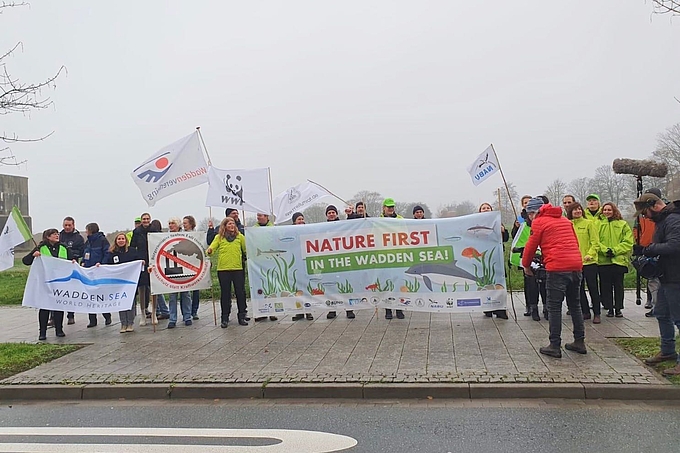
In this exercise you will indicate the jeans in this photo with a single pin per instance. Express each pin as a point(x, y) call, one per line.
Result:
point(611, 285)
point(195, 299)
point(590, 279)
point(185, 305)
point(238, 278)
point(161, 306)
point(667, 313)
point(560, 285)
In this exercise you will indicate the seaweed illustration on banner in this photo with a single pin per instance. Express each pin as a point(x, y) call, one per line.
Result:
point(488, 272)
point(280, 280)
point(378, 287)
point(410, 286)
point(345, 288)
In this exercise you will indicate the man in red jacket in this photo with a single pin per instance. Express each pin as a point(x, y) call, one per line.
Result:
point(555, 236)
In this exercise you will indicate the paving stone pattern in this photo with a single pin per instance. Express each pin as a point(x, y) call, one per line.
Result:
point(440, 348)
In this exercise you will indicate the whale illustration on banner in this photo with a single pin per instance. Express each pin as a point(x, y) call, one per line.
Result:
point(441, 274)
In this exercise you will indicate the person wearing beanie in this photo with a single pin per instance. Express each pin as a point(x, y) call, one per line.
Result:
point(332, 213)
point(533, 287)
point(643, 236)
point(388, 210)
point(332, 216)
point(298, 219)
point(555, 235)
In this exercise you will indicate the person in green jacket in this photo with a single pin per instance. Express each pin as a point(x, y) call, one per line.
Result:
point(588, 237)
point(616, 245)
point(594, 211)
point(230, 246)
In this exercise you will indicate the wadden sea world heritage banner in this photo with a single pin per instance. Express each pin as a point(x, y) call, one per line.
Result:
point(439, 265)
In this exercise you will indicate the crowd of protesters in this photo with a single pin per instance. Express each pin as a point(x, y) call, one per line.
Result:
point(571, 252)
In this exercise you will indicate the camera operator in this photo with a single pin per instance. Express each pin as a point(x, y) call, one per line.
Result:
point(666, 245)
point(563, 263)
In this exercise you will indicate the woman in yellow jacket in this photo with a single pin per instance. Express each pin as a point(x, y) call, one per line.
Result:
point(588, 242)
point(616, 245)
point(230, 246)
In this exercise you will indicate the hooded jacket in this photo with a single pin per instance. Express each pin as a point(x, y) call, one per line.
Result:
point(666, 242)
point(96, 250)
point(557, 239)
point(617, 236)
point(588, 239)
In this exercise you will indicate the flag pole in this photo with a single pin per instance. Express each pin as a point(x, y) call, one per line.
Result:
point(341, 199)
point(507, 189)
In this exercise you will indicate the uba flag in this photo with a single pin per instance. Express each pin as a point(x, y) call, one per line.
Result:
point(61, 285)
point(176, 167)
point(484, 166)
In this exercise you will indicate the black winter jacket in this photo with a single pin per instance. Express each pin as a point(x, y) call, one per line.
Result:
point(666, 242)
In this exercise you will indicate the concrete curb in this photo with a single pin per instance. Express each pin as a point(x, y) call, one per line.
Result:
point(367, 391)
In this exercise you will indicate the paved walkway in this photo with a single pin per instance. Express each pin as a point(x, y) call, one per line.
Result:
point(457, 348)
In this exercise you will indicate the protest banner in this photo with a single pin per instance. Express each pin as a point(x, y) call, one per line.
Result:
point(61, 285)
point(178, 262)
point(439, 265)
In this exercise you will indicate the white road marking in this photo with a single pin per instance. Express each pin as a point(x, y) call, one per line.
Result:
point(297, 441)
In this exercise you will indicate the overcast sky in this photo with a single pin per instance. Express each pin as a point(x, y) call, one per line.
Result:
point(393, 96)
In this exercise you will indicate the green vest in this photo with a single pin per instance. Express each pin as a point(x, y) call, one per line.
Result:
point(519, 241)
point(63, 253)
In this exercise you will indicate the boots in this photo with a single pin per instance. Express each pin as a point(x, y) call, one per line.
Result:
point(534, 313)
point(577, 346)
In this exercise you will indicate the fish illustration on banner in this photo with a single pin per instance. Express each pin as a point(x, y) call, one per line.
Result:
point(435, 265)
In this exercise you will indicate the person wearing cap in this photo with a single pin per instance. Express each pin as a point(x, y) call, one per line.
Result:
point(594, 210)
point(613, 257)
point(533, 288)
point(418, 212)
point(71, 238)
point(332, 216)
point(643, 231)
point(388, 210)
point(359, 211)
point(666, 246)
point(555, 235)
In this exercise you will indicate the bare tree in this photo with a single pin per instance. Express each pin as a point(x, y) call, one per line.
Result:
point(20, 97)
point(555, 191)
point(580, 188)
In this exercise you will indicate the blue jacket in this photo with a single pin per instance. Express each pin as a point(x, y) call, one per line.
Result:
point(96, 250)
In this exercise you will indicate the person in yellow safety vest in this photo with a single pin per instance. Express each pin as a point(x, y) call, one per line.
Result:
point(49, 246)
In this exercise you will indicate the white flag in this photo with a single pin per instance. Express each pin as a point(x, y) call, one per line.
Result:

To do. Copy out all of the data above line for line, with nothing changed. Leave the pictures out of your copy.

Exercise answer.
In this exercise you will indicate the jeans in this photo with a single pin per instance. Express each pin as a point(x, y) call, one per line.
Result:
point(611, 285)
point(195, 299)
point(590, 279)
point(185, 305)
point(238, 278)
point(161, 306)
point(667, 313)
point(560, 285)
In this exercise you will indicate the seaweed illustration on banner in this photo with a single pin per instance. Express each pin as a point(x, y) call, one per line.
Result:
point(488, 272)
point(280, 280)
point(378, 287)
point(410, 286)
point(345, 288)
In this exercise you will indicate the man in red jacket in this photo with a single pin per instance. Express each pin as a point(x, y) call, one per line.
Result:
point(555, 236)
In this exercise you will indicate the paving stone pattern in this photo with a single pin per instance. Express each pin as a point(x, y) call, one per line.
Result:
point(440, 348)
In this exercise you will indicate the whale illustration on banner in this photo with a single pin per instance. Express each pin as a point(x, y) call, one per line.
Result:
point(441, 274)
In this exercise you will indicate the person wearing beanie in this photo with a single pin per instance. Express each pin as a point(x, y) call, one per line.
Result:
point(332, 213)
point(533, 287)
point(643, 236)
point(388, 210)
point(332, 216)
point(298, 219)
point(555, 235)
In this exercise you will indicate the person in green jacket in this photo with a single pin per instance. Express each pin as a point(x, y) call, one per line.
Result:
point(588, 237)
point(616, 245)
point(594, 211)
point(230, 246)
In this exercise you will indicate the wadden sea world heritage banner in this photo with a single pin per instance. Express each pin as a point(x, y) call, one per line.
Result:
point(439, 265)
In this exercise you will indicate the crowd of protesters in this photo with a single pin per instance. Express each pin as a point(x, y) call, one per line.
Result:
point(571, 252)
In this exercise you will indicate the camera operator in this photo with a single pin per instance. Express each pin as a point(x, y) call, one per line.
Result:
point(666, 245)
point(563, 263)
In this exercise you will indicate the woman in yellow jacket in this photo with a single pin per instance. Express each pin as a point(x, y) call, one per line.
Result:
point(588, 242)
point(616, 245)
point(230, 246)
In this exercise you will indicate the hooded jacket in this photo with a single pin per instance. Express each pin as a point(x, y) call, one per line.
Result:
point(666, 242)
point(96, 250)
point(557, 239)
point(617, 236)
point(588, 239)
In this exercise you will indicate the flag pole in this photo with a single pin per instance. Express each pin as a point(x, y) call, one per line.
Result:
point(341, 199)
point(507, 189)
In this exercise you will indicate the uba flag in this photo with a single pin per instance. Express each pin as a point(x, y) call, one per line.
Result:
point(61, 285)
point(176, 167)
point(484, 166)
In this exercise you will indicate the black winter jacket in this photo with a single pin per instance. Express each pin as a point(x, y) call, one per line.
Result:
point(666, 242)
In this exercise you will indicate the concrete curb in this photo with a single pin per instance. Express each pin as a point(x, y) call, one per line.
Result:
point(367, 391)
In this exercise you will indicate the paved walkway in this photo with a single pin per instance. Express each pin as a point(x, y) call, one per line.
Result:
point(457, 348)
In this exercise you will indicate the protest banner in this photo with a single pin per instance. Express each pin as a point(x, y) call, one per line.
Result:
point(61, 285)
point(178, 262)
point(439, 265)
In this exercise you will indicate the white road marking in this photo with a single pin per instance. Express each pin as a point(x, y) call, one per line.
Result:
point(297, 441)
In this exercise you will indicate the overcast sky in this photo with a single pin per instance. Express each pin as a point(x, y) call, one per line.
Result:
point(393, 96)
In this exercise you will indicate the green vest in this photo with a single pin per instance. Express each pin as a point(x, y) call, one per line.
Result:
point(519, 241)
point(63, 253)
In this exercise you will indicate the boots in this photo with a single pin per instance. Express each pin as a point(x, y) call, one per line.
Result:
point(534, 313)
point(577, 346)
In this exercise you will indicate the fish illustration on banner in this photo with a single pin per instance. Express each pin as a point(x, y) call, one per line.
Result:
point(435, 265)
In this exercise you will indicate the person wearing cap in this photo with a single pin per instance. Express each pin as a point(x, y) call, one per line.
Result:
point(594, 210)
point(613, 257)
point(533, 288)
point(418, 212)
point(71, 238)
point(332, 216)
point(643, 231)
point(388, 210)
point(359, 211)
point(666, 246)
point(555, 235)
In this exercise you will indicate the bare tree in this photo with a single pin per instance. Express each pin as a point(x, y) call, one per line.
Result:
point(20, 97)
point(555, 191)
point(580, 188)
In this exercise you will indicate the blue jacket in this photo with a single pin per instance. Express each pin as a point(x, y) call, one per line.
Result:
point(96, 250)
In this exercise you will indicate the person in yellow safety vest in this photo with a single pin per instance. Express each pin as a point(x, y) call, one per line.
Result:
point(49, 246)
In this exercise you will indicate the white flag in this photo with a single pin per instance. Express each pin as a point(x, y) call, one per line.
Result:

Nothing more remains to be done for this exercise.